Resistance

Question 1

Resistance

Answer 1

A disease causing age can survive and grow in the presence of concentrations of a chemotherapeutic agent that can safely be achieved in a patient. The drug no longer acts to kill/inhibit the disease causing agent

Question 2

Consequences of resistance

Answer 2

Increase mortality. Increased morbidity from longer illness and increased spread of restistant organisms. Increased cost from prolonged hospital stays and novel drug costs.

Question 3

MRSA

Answer 3

Mean population-weighted prevalence in Europe in 2014 was 17.4 (Hassoun et al, 2017). Methicillin-resistant Staphylococcus aureus. Achieved by bypass pathway from that inhibited by drug.

Question 4

Mortality predictions of resistance

Answer 4

In 2050 10 million deaths will be due to antimicrobial resistance.

Question 5

Mechanisms of antimicrobial resistance acquisition

Answer 5

Endogenous spontaneous mutation leads to resistance. Horizontal gene transfer from a pre-resistant organism (either from intrinsic resistanfce or from the antibiotic-producer organism)

Question 6

Mechanisms of horizontally acquired ABx resistance

Answer 6

Genetic vehicles e.g. plasmids, transposons, or Mechanisms of transfer e.g. conjugation, transduction and transformation

Question 7

Cause of resistance to emerge

Answer 7

Selection pressure of ABx drives survival of the fittest evolution.

Question 8

Mechanisms of resistance

Answer 8

Altered target site.
Inability to gain adequate, intracellular drug concentrations.
Modification or degradation of drug by enzymes
New, bypass pathway to avert that inhibited by drug.

Question 9

Risk factors of an ABx or a bacteria for resistance

Answer 9

ABx which act at a singular binding target site.
Bacteria which are naturally transformable species (able to take up DNA fragments in environment and incorporate them into their genome).
Mosaic gene for target of drug

Question 10

Mechanisms for altered target sit

Answer 10

Modification of drug target.
Mutation. of drug target.
Overproduction of drug target.

Question 11

Mechanisms for inadequate, intracellular drug concentrations

Answer 11

Poor drug uptake.

Active efflux of drug.

Question 12

Example of mutated target site

Answer 12

Rifampicin and S.aureus. Mutation in a single amino acid of 4 different residues will cause a huge reduction in the affinity which Rifampicin can bind to RNA polymerase and decrease the drugs activity.

Question 13

Example of mosaic gene resistance

Answer 13

Penicillin binding protein gene is mosaic and recombinant in Neisseria and Streptococcus due to species being naturally transformable, create altered target for beta-lactams.

Pointing data for referring expressions
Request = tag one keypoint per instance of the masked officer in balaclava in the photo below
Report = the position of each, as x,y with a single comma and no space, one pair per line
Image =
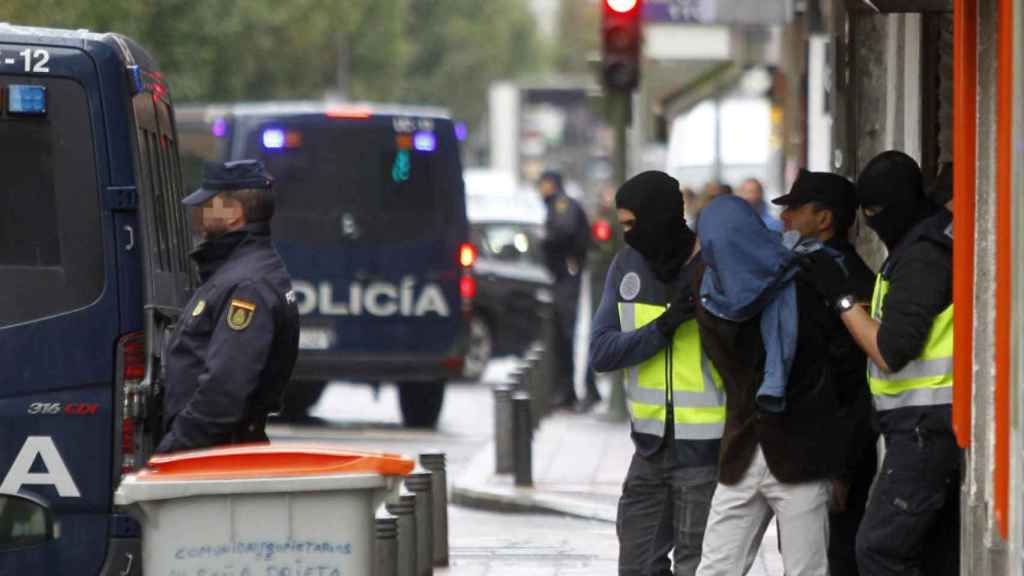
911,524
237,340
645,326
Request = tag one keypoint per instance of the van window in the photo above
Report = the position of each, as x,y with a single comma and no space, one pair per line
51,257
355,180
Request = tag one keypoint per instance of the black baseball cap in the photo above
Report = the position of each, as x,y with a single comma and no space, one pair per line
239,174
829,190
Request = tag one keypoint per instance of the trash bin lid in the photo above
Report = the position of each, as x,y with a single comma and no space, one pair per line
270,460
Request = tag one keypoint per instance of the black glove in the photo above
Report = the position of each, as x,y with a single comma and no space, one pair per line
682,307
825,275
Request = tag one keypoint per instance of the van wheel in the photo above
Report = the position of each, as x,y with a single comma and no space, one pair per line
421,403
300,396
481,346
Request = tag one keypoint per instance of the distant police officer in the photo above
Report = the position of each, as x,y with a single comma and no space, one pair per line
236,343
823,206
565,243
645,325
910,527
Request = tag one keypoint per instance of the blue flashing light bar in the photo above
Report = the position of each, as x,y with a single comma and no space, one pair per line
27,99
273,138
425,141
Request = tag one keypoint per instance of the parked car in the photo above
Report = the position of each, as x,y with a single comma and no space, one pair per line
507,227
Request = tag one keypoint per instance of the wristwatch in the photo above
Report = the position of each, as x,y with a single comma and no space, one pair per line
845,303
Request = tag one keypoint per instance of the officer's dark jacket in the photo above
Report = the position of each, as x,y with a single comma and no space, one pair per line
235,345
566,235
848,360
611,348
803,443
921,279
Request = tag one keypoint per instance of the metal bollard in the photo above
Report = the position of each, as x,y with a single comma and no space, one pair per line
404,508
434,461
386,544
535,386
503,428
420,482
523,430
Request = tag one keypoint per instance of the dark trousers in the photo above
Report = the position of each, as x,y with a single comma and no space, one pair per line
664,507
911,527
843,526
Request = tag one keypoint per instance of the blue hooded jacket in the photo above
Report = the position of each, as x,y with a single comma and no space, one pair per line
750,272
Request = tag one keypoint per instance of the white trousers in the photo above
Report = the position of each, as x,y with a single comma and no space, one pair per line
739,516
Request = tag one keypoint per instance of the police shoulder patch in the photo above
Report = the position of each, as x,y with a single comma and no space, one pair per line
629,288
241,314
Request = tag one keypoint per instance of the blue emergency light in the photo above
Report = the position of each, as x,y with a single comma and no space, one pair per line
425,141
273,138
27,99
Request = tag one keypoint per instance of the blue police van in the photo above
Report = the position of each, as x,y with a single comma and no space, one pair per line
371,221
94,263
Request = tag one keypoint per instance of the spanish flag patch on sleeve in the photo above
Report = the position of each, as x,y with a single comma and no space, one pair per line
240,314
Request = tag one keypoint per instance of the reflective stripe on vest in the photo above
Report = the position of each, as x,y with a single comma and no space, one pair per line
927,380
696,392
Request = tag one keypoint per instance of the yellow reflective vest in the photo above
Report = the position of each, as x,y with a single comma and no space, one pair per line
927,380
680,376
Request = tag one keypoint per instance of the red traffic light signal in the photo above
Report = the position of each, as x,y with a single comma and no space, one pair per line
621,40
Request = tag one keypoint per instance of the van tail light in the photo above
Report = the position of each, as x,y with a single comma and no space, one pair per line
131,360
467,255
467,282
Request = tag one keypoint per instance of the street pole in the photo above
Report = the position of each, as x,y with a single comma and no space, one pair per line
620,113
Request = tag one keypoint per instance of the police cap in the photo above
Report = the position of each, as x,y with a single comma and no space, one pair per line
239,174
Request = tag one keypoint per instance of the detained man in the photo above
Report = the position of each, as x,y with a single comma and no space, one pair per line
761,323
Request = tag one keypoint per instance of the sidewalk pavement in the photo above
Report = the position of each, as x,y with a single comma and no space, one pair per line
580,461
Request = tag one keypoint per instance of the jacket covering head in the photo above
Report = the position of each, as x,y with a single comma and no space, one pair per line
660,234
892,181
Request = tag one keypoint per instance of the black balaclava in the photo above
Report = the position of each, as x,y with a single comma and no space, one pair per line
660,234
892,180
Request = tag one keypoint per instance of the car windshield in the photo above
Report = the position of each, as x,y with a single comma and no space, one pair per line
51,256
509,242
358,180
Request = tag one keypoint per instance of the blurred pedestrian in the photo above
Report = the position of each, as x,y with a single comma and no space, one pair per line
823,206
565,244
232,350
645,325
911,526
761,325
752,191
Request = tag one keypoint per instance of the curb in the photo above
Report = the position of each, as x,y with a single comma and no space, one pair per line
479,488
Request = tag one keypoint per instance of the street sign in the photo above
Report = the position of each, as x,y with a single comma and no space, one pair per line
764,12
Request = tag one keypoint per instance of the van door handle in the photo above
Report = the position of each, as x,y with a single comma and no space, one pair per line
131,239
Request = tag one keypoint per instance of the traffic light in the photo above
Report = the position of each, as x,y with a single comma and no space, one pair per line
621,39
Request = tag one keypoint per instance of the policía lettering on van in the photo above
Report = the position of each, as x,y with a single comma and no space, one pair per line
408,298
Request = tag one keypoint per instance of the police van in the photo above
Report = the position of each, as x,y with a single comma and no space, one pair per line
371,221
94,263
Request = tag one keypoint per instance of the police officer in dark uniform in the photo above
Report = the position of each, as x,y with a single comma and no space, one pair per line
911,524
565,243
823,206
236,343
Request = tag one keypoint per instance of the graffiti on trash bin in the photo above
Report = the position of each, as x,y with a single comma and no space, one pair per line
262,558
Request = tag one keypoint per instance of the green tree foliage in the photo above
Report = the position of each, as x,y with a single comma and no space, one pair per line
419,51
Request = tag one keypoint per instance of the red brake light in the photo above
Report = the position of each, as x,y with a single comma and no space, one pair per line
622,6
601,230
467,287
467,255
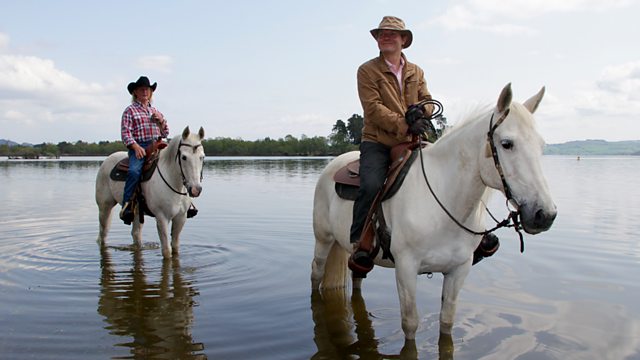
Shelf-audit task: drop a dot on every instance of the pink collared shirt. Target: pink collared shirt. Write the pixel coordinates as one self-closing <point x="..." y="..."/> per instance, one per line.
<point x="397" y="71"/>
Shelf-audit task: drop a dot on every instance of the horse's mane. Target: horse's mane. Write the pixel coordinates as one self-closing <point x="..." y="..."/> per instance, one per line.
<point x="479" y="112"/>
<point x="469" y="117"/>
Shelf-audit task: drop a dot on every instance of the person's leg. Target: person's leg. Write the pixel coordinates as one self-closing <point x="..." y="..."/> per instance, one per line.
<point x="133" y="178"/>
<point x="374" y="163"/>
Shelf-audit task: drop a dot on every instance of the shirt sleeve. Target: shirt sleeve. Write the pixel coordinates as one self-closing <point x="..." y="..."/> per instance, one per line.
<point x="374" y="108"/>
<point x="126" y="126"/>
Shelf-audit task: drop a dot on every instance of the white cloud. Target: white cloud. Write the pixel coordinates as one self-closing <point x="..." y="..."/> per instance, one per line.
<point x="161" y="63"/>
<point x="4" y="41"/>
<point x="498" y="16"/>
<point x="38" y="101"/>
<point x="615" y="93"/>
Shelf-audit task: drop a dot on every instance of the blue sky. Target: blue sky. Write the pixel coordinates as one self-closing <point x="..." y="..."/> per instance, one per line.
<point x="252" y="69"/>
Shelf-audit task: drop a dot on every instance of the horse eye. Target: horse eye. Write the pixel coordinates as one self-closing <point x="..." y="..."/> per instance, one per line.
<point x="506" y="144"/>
---
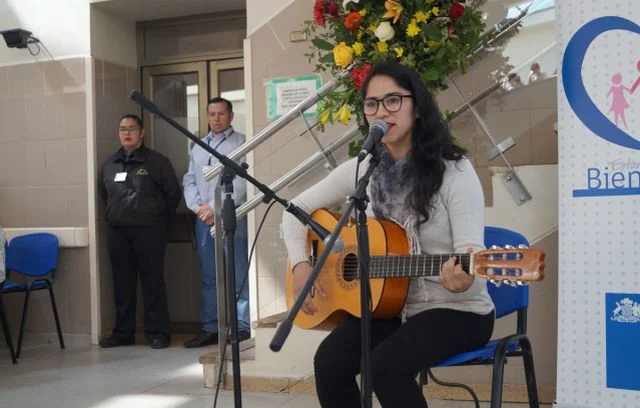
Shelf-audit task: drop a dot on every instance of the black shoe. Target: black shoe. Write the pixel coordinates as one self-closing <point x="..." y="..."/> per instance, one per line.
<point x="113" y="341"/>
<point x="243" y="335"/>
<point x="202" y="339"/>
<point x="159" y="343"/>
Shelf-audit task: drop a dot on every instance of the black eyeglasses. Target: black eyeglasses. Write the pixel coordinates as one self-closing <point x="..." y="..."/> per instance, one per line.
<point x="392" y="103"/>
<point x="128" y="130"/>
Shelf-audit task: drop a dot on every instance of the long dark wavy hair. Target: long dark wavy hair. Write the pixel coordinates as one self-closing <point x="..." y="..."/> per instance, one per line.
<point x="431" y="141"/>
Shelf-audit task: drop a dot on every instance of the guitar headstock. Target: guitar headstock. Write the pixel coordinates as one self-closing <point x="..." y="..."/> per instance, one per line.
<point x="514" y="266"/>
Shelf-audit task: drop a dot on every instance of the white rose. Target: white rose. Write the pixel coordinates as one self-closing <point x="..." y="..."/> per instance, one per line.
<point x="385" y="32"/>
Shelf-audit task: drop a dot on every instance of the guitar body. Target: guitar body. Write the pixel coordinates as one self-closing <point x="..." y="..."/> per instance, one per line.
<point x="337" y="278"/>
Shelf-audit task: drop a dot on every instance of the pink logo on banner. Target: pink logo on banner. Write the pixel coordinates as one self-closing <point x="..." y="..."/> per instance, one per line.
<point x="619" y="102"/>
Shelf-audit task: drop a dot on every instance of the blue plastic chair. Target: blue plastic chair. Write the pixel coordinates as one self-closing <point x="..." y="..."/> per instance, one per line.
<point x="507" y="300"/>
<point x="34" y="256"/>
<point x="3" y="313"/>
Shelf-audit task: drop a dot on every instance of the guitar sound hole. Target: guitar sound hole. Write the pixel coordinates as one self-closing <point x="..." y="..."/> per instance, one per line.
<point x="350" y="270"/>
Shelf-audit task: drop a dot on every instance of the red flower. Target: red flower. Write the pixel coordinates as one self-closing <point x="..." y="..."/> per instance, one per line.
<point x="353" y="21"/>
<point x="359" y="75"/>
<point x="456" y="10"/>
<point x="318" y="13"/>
--
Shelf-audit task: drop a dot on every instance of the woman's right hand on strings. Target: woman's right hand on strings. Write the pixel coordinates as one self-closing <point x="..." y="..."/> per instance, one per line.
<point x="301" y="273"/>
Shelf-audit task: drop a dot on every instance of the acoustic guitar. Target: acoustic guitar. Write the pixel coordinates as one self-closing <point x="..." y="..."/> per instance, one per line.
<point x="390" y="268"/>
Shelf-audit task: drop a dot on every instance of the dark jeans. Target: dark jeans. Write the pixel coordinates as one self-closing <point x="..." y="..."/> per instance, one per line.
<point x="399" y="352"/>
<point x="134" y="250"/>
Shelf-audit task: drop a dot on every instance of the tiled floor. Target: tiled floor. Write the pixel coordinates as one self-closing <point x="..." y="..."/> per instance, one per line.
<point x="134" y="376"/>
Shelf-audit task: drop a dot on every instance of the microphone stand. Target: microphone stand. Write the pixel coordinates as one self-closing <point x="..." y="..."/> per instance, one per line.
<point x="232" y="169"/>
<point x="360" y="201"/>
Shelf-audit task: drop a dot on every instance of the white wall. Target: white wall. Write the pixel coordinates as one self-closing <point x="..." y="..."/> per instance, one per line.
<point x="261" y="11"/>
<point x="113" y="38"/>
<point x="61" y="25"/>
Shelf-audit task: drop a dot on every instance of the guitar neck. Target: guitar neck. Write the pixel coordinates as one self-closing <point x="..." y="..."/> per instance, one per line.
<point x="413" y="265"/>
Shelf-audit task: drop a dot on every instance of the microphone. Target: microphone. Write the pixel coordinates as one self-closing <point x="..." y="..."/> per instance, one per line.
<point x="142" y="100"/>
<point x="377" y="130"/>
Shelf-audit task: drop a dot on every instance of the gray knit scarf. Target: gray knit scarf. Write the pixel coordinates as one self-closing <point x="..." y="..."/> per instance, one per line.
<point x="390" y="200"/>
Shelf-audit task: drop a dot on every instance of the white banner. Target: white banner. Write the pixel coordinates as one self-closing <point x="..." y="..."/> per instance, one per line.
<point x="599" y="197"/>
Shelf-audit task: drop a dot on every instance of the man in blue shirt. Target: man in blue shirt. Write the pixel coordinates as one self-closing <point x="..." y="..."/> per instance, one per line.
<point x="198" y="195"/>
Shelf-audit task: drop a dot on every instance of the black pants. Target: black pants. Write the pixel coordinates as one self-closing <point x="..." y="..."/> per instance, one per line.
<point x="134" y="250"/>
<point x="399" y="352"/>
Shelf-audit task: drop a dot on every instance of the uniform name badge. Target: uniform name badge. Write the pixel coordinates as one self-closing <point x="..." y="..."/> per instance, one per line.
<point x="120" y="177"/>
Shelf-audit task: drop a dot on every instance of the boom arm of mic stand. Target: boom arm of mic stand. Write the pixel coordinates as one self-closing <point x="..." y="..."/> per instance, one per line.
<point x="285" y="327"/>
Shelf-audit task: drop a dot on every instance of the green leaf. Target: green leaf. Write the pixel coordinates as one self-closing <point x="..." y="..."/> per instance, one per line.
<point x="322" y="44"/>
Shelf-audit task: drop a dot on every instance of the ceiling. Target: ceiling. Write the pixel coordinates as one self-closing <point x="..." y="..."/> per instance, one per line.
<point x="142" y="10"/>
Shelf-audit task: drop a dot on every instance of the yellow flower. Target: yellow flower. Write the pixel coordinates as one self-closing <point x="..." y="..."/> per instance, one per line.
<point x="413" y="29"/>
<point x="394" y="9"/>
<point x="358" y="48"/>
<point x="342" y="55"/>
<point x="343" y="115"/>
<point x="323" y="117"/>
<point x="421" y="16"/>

* Your goal
Please answer these questions from the antimicrobial resistance text above.
(a) How many deaths in 2050 does the text say will be due to antimicrobial resistance?
(b) In which two genera is the penicillin binding protein gene described as mosaic and recombinant?
(c) What two mechanisms does the text give for inadequate intracellular drug concentrations?

* Solved problem
(a) 10 million.
(b) Neisseria and Streptococcus.
(c) Poor drug uptake and active efflux of the drug.